MATERIAL FOR THIS EXERCISE —
↓
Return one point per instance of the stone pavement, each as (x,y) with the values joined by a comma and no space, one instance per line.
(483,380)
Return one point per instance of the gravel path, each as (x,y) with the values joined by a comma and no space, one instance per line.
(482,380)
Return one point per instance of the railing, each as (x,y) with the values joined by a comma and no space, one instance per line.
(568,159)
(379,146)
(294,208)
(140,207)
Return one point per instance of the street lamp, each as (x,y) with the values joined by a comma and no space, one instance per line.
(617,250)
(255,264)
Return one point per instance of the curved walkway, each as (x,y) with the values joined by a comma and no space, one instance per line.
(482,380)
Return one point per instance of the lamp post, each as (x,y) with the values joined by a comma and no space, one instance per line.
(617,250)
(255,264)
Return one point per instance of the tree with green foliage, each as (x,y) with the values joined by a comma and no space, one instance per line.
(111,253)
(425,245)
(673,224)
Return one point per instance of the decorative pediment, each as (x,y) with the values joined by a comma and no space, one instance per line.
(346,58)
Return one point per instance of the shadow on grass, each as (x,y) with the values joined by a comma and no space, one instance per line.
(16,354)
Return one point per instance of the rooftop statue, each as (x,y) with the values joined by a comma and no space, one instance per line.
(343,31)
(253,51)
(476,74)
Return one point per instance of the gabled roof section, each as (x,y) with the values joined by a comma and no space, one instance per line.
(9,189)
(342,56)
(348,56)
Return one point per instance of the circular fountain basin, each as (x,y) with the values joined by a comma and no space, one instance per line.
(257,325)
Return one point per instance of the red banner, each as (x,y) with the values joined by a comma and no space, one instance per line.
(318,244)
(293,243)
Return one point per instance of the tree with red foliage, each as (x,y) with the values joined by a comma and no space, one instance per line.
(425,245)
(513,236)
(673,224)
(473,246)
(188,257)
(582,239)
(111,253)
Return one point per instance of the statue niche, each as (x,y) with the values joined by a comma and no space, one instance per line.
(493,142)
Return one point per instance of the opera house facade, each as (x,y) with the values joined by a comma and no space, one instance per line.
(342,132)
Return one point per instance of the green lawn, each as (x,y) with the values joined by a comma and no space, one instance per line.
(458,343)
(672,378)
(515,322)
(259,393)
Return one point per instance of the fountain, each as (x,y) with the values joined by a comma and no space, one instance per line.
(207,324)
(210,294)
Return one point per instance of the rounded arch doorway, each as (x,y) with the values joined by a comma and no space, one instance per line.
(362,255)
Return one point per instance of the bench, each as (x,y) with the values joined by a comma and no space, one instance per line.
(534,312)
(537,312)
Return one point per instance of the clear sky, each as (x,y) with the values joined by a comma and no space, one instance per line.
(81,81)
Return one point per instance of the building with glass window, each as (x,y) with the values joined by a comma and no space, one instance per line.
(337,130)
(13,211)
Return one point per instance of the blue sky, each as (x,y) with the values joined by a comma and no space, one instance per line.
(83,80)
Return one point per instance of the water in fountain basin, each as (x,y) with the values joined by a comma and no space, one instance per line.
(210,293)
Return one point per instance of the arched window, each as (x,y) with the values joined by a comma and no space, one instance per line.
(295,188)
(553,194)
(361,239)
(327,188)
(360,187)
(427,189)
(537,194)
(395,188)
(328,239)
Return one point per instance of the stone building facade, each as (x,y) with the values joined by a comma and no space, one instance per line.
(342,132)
↑
TASK REQUIREMENTS — For this exercise, repeat the data above exactly.

OUTPUT OF THE EXERCISE —
Return one point per instance of the stone pavement, each as (x,y) with the values joined by a comma and no space, one instance per line.
(483,380)
Return one point per instance of the gravel path, each as (x,y) with the values joined by a comma and no space, one instance per line.
(482,380)
Return one point per instance of the railing, each as (x,y) with the values joined by a comma and no space, one instance per line.
(568,159)
(379,146)
(294,208)
(140,207)
Return one point per instance of the street lamp, each as (x,y) with the values joined by a comma and no space, one instance per line.
(617,250)
(255,264)
Return one point per instance of the curved walkway, each as (x,y) with the values joined by a comma and no space, one instance per line.
(482,380)
Return one point per instance of the lamp post, each as (x,y) with the values joined by a comma and no space, one instance per line.
(617,250)
(255,264)
Return one point per instance of the tree with green foliage, each as (x,y) with the values joined by a comma and no space, one instance per line.
(111,253)
(425,245)
(673,224)
Return one point per instance of the decorative pediment, each as (x,y) with the values joined by a comma and no space, one instance per line.
(346,58)
Return one point per instance of the shadow on grass, each as (x,y) with the values joined by a comma and no space, one instance per line.
(16,354)
Return one point per instance of the rooftop statue, each as (x,y) with the values joined by a comma and no space, one instance per line.
(343,31)
(253,51)
(476,74)
Return one point per instance of the gabled roof section, each as (x,y) with the values joined by a comma and no space, one instance per line.
(9,189)
(342,56)
(348,56)
Return one point per instance of the circular fountain basin, each as (x,y) with the values joined by a comma and no space, one instance per line.
(257,325)
Return one point per instance of the red banner, each as (x,y) with the values joined by a comma and no space, one instance per line.
(318,244)
(293,243)
Return one point per instance of the tree with red foliage, each as (x,y) with the values joined by a comma and no space, one instance per line.
(425,245)
(513,236)
(673,224)
(473,246)
(188,257)
(582,239)
(111,253)
Return one point per instance of the statue niche, each as (x,y) with the values joined by a comma and no space, one instance per line.
(493,142)
Return one point per instance of the opera house facade, each as (x,y) with the values joined by a comma and no space, one instance per line.
(342,132)
Return one point per instance of the green lawn, each as (x,y) with the values joined by a comma and no space, one instance per line.
(458,343)
(672,378)
(515,322)
(259,393)
Return one point per instance of the fountain, each as (x,y) with the values joined by a comma and no space, one instance per line.
(207,324)
(210,294)
Return one point per instance of the rounded arch doorway, each as (x,y) with the values joined by a comma and no space, one instance per line.
(362,255)
Return one point per instance of the bench, each as (x,y) with the values joined by a comma and no space, one instance per line.
(534,312)
(537,312)
Return one point per instance of the clear sky, each as (x,y) with the values joined by a comma and no space, one instance per line.
(81,81)
Return one point per instance of the building with glass window, each as (x,y) with the values joined by a comma and no space, one instance per line.
(337,130)
(13,211)
Return one point per instance of the blue sky, each as (x,y) with the values joined by a comma and no space, one instance per line.
(83,80)
Return one point per instance of the water in fountain basin, each as (x,y) with the values joined by a comma and no space, one instance per line.
(210,293)
Return one point per instance of the arched window, each as (x,y) with the values joined by a comma and no space, one instance per line.
(295,188)
(553,194)
(361,239)
(327,188)
(360,187)
(427,189)
(537,194)
(395,188)
(328,239)
Return one point per instance of the stone building facade, each as (x,y) with the values joined by a comma and no space, one instance per line.
(342,132)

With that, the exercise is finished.